Aufgabenstellung: Zähle bitte, in wie vielen Zeilen der folgenden Auflistung die Zeichenfolge „patch“ vorkommt, wobei Groß- und Kleinschreibung beachtet wird. Gib nur die Anzahl an.

Datensätze zur Bereichsbeschriftung
◆ ◆ ◆ ◆

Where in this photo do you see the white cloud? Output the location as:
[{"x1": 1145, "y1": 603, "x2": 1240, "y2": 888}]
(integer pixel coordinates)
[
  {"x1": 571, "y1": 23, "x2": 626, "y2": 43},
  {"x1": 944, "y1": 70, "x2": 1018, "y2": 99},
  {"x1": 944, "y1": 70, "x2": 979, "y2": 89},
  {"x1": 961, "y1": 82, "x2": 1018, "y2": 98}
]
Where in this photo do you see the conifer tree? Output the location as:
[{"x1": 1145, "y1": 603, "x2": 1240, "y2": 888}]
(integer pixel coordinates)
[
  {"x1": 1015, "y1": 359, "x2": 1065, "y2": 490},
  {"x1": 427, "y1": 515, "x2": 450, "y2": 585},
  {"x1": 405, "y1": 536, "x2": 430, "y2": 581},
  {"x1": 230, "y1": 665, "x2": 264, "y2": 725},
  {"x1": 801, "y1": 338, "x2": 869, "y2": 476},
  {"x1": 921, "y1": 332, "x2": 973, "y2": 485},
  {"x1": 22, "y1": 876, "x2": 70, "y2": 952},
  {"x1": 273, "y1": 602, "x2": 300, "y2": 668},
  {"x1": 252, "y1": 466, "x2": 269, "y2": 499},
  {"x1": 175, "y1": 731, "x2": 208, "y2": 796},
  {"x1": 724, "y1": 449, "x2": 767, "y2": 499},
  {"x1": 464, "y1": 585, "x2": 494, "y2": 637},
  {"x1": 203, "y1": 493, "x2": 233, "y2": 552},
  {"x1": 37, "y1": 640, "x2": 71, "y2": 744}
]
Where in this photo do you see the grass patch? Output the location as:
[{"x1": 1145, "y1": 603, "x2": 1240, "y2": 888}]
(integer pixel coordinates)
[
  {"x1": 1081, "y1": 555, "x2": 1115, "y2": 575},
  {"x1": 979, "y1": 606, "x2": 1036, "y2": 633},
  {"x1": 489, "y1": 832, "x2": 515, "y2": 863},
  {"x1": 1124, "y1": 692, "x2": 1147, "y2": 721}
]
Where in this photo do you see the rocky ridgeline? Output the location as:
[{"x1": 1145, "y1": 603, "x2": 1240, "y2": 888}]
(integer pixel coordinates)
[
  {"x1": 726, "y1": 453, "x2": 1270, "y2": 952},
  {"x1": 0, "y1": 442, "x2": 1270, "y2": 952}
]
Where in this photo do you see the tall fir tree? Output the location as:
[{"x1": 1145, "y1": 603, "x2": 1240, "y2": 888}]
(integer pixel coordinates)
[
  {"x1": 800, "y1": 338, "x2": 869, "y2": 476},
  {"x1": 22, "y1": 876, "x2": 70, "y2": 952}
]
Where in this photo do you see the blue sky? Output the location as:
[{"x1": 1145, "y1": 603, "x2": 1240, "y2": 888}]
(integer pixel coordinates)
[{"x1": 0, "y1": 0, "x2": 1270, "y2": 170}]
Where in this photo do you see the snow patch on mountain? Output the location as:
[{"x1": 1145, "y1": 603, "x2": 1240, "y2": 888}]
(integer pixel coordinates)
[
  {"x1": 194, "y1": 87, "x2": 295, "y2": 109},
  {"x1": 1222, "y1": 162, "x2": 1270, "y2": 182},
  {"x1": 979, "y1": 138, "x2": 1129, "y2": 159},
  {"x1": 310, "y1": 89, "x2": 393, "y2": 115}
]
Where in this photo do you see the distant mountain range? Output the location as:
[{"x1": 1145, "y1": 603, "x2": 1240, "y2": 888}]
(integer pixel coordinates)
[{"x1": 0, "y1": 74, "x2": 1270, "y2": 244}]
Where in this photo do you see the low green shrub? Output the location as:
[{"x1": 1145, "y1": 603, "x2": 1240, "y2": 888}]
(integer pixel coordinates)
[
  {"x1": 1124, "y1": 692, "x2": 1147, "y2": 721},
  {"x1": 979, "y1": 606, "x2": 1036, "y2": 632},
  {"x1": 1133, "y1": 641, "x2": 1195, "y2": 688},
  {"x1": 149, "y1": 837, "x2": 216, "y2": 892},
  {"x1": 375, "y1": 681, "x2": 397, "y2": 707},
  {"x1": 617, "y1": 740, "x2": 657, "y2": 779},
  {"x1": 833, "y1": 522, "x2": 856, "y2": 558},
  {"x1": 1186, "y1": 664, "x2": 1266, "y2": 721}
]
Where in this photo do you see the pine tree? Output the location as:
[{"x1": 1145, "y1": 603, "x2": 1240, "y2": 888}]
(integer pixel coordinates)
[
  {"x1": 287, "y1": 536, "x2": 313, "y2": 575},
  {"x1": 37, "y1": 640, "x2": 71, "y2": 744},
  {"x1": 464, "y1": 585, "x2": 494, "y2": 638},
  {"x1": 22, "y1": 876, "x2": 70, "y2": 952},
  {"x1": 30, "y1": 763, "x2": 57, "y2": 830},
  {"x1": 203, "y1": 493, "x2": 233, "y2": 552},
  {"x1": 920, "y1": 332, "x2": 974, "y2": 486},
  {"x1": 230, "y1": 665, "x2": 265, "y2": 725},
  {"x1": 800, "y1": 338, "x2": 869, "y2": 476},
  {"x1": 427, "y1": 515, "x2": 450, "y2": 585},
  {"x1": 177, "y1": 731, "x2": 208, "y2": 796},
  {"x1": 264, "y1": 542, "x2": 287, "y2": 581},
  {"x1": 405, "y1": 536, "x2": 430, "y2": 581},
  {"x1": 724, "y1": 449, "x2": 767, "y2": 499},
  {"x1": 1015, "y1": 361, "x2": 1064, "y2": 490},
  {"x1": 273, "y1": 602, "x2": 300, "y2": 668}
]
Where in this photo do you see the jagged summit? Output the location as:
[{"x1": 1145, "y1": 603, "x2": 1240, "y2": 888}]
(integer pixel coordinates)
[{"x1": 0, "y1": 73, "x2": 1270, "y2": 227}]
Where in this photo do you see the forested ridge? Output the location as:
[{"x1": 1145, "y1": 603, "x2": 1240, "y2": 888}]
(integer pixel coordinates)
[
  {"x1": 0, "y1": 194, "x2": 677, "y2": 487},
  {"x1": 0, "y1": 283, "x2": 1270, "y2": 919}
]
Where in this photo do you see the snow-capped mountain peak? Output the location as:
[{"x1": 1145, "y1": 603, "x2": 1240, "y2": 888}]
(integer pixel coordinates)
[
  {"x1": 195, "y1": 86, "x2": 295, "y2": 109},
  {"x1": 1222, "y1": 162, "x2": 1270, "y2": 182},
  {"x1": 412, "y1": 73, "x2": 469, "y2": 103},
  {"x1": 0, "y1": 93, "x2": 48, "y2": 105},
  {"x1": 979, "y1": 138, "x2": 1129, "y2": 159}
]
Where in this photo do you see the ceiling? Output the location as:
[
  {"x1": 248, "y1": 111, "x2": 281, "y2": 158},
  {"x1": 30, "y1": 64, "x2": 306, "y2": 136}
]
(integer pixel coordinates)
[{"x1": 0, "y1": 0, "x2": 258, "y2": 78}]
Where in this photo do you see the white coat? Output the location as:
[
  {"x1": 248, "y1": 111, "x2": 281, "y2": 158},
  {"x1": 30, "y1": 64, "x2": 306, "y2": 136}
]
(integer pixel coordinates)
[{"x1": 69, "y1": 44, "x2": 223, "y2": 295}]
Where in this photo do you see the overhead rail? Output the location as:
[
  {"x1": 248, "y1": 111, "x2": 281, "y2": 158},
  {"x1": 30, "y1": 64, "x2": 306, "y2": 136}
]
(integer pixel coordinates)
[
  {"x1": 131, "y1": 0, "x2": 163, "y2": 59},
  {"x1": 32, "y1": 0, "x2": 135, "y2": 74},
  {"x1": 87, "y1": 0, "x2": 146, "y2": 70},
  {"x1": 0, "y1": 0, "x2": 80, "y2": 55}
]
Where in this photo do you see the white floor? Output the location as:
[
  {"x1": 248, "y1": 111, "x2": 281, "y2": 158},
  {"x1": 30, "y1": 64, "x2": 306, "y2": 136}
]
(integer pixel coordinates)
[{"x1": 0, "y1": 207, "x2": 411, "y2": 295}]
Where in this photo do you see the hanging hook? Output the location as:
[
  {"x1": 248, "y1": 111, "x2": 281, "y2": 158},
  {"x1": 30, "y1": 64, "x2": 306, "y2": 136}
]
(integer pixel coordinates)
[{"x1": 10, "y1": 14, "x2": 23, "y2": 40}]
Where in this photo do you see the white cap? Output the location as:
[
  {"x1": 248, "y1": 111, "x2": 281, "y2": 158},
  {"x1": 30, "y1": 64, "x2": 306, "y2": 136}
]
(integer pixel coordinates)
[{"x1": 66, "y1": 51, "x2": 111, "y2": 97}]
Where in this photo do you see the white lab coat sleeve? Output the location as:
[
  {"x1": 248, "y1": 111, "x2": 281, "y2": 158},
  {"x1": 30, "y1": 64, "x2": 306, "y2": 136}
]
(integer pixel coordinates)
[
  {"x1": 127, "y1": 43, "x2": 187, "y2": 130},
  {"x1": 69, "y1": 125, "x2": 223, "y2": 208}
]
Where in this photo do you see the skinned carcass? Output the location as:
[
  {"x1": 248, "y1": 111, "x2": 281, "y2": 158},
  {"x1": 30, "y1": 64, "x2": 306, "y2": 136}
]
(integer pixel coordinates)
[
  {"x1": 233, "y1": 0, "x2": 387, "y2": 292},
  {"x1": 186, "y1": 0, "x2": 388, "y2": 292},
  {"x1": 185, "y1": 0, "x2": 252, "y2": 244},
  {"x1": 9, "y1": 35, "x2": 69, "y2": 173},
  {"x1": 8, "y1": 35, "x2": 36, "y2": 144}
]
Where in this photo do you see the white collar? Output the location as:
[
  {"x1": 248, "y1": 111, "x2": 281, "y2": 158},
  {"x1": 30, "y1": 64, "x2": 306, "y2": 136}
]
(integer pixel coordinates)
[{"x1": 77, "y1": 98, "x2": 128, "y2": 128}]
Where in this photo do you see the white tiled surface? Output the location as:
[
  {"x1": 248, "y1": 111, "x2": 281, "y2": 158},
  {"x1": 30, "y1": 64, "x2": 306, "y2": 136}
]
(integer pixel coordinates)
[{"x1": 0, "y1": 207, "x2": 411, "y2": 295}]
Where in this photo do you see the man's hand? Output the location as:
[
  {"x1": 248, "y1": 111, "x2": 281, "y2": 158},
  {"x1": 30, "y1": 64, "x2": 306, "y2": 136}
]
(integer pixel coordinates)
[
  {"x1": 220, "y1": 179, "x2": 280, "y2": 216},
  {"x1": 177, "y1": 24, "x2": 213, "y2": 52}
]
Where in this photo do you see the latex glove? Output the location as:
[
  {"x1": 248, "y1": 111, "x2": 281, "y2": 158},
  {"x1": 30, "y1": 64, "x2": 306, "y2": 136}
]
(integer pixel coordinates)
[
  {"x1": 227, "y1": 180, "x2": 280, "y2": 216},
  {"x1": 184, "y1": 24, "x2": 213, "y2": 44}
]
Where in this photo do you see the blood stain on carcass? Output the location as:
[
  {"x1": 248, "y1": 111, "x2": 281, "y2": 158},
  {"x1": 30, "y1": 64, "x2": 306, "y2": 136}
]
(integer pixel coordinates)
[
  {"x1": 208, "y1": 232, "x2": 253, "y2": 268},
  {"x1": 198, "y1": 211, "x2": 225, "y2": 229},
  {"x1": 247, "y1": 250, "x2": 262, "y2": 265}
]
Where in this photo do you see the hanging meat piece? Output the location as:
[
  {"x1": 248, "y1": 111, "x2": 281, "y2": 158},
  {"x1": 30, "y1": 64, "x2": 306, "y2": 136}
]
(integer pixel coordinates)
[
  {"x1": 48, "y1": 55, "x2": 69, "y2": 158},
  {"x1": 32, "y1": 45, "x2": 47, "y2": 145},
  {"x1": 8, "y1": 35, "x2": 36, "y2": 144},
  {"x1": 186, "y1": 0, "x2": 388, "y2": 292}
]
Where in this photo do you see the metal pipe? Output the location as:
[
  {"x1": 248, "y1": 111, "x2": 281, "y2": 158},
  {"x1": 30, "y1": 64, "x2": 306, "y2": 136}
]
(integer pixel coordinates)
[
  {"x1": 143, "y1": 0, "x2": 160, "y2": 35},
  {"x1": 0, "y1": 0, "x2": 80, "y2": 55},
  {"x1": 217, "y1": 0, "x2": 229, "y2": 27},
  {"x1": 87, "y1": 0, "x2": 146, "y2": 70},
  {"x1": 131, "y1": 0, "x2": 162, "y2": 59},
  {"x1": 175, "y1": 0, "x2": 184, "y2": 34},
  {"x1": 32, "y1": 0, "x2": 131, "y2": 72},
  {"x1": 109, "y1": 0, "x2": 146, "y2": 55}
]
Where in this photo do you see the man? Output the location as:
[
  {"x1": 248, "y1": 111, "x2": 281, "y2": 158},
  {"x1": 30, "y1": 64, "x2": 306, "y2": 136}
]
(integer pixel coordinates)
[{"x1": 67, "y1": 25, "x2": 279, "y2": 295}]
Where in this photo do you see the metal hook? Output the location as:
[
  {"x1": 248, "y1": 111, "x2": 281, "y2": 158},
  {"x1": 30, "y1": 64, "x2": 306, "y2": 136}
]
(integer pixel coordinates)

◆ ◆ ◆ ◆

Endergebnis: 2